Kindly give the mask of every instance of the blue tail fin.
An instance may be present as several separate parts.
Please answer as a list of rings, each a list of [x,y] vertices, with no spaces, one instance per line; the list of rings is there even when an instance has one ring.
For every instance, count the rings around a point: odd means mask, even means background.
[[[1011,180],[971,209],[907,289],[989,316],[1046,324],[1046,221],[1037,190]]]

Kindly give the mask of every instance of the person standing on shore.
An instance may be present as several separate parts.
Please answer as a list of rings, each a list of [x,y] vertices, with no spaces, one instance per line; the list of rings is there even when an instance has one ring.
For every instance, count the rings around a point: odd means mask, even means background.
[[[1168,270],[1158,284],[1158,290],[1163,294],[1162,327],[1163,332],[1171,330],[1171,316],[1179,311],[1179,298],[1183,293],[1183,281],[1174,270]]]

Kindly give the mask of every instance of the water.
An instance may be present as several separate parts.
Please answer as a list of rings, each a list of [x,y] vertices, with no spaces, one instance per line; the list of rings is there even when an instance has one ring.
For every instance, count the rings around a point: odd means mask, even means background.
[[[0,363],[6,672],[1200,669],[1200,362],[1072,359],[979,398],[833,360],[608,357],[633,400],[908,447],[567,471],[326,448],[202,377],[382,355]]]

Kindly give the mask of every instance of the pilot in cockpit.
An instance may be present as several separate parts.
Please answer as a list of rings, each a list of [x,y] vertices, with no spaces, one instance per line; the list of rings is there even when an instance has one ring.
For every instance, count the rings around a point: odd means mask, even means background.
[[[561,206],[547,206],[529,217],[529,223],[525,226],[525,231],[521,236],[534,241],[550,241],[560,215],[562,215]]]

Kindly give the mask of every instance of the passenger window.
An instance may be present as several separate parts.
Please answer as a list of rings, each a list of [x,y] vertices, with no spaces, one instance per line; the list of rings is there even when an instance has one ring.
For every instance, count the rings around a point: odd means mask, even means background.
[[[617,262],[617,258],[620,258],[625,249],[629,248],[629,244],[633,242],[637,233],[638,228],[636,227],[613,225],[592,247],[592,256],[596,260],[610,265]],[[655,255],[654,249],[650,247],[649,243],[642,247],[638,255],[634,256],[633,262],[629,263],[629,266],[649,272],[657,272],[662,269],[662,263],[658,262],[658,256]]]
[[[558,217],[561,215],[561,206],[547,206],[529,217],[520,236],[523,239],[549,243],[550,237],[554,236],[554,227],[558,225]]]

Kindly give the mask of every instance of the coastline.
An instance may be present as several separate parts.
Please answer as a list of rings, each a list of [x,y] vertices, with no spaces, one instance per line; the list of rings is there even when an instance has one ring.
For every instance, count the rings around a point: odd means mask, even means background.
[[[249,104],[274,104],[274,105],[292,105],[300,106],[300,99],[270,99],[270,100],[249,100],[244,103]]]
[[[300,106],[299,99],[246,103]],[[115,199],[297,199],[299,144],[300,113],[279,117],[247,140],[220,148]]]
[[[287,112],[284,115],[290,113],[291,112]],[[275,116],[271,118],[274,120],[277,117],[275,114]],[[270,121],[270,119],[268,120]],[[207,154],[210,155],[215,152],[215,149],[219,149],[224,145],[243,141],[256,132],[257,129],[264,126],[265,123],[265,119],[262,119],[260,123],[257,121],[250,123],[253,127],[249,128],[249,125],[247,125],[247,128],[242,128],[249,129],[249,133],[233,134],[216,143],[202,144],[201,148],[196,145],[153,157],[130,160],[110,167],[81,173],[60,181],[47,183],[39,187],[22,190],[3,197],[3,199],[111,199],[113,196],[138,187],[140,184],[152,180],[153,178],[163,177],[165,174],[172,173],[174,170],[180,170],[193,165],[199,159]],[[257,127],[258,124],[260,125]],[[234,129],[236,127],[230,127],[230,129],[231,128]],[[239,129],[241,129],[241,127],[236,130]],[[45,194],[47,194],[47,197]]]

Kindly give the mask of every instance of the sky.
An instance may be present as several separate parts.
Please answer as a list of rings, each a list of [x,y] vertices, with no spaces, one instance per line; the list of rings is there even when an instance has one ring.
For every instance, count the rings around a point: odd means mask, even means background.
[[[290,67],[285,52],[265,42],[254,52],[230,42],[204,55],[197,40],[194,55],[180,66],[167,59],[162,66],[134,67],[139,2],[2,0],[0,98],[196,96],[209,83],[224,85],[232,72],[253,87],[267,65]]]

* * * * * * *

— Description of the task —
All the material above is to be retyped exactly as it appears.

— Final answer —
Kindly give the mask of every instance of the blue tail fin.
An instance may be present as several separate parts.
Please answer as a list of rings, each a list of [x,y] vertices, with no spaces, one instance per line; the list of rings is there even when an instance has one ring.
For every instance, count the rings around a point: odd means mask, even means background.
[[[1011,180],[971,209],[907,289],[989,316],[1046,324],[1046,221],[1037,190]]]

Kindly give the mask of every instance of the person standing on shore.
An instance may be present as several separate parts.
Please answer as a list of rings, each a list of [x,y] vertices, with no spaces, one instance per line; the list of rings is there even when an instance has one ring.
For every instance, count the rings around a point: odd means mask, even means background.
[[[1168,270],[1158,284],[1158,290],[1163,294],[1162,327],[1163,332],[1171,330],[1171,316],[1179,311],[1179,298],[1183,293],[1183,281],[1174,270]]]

Kindly give the mask of every instance of the water.
An instance may be present as several separate parts.
Please answer as a list of rings, each a list of [x,y] vertices, with no spaces, one instance per line; the list of rings is there even when an instance has one ring.
For every instance, count the rings around a point: odd means mask, even means background.
[[[0,363],[6,672],[1200,669],[1200,362],[1072,359],[979,398],[833,360],[608,357],[633,400],[908,447],[567,471],[326,448],[202,377],[382,355]]]

Kindly give the mask of every instance of the pilot in cockpit.
An instance may be present as several separate parts.
Please answer as a list of rings, each a list of [x,y] vertices, with no spaces, one instance per line; the list of rings is there even when an instance has one ring.
For every instance, count the rings around a point: odd means mask, even means background.
[[[561,206],[547,206],[529,217],[529,223],[525,226],[525,231],[521,236],[534,241],[550,241],[560,215],[562,215]]]

Kindly give the mask of every instance of the passenger window.
An instance may be present as several separate parts.
Please answer as a list of rings, each a list of [x,y] vertices, with no spaces, one instance per line; the list of rings is there even when an instance has one ring.
For every instance, count the rings around a point: odd means mask, even means background.
[[[617,262],[617,258],[620,258],[625,249],[629,248],[629,244],[633,242],[637,233],[638,228],[636,227],[613,225],[592,247],[592,256],[596,260],[610,265]],[[655,255],[654,249],[650,247],[649,243],[642,247],[638,255],[634,256],[633,262],[629,263],[629,266],[649,272],[657,272],[662,269],[662,263],[658,262],[658,256]]]
[[[558,217],[561,215],[561,206],[547,206],[529,217],[520,236],[523,239],[549,243],[550,237],[554,236],[554,227],[558,225]]]

Kindly give the mask of every instance of the coastline.
An instance may be present as several separate parts.
Please answer as a list of rings, each a list of [x,y] vertices, with no spaces, one instance per line; the list of rings is there even when an instance has one ring.
For every instance, count the rings around a point: odd means mask, even means background.
[[[249,104],[274,104],[274,105],[292,105],[300,106],[300,99],[270,99],[270,100],[249,100],[244,103]]]
[[[300,106],[299,99],[246,103]],[[115,199],[297,199],[299,144],[300,113],[279,117],[247,140],[220,148]]]
[[[287,112],[284,115],[290,113],[291,112]],[[275,116],[271,118],[274,120],[277,117],[275,114]],[[270,121],[270,119],[268,120]],[[207,154],[210,155],[215,152],[215,149],[219,149],[224,145],[243,141],[256,132],[257,129],[264,126],[265,123],[265,119],[262,119],[260,123],[257,121],[250,123],[253,127],[249,128],[249,125],[247,125],[247,128],[242,128],[249,129],[249,133],[233,134],[216,143],[202,144],[201,148],[196,145],[153,157],[130,160],[110,167],[81,173],[60,181],[47,183],[39,187],[22,190],[3,197],[3,199],[111,199],[113,196],[138,187],[140,184],[152,180],[153,178],[163,177],[165,174],[172,173],[174,170],[180,170],[193,165],[199,159]],[[257,127],[258,124],[260,125]],[[234,129],[236,127],[230,127],[230,129],[231,128]],[[239,129],[241,129],[241,127],[236,130]],[[45,194],[47,194],[47,197]]]

Kindly give the mask of every instance of the sky.
An instance may be present as several separate parts.
Please answer as a list of rings, each a list of [x,y] vertices, with no spaces, one instance per line; the list of rings is there even when an instance has one ring.
For every instance, count the rings around a point: odd means mask, even means background.
[[[290,67],[285,52],[265,42],[254,52],[230,42],[204,55],[197,40],[194,55],[180,66],[167,59],[162,66],[134,67],[139,2],[2,0],[0,98],[196,96],[209,83],[224,85],[232,72],[253,87],[267,65]]]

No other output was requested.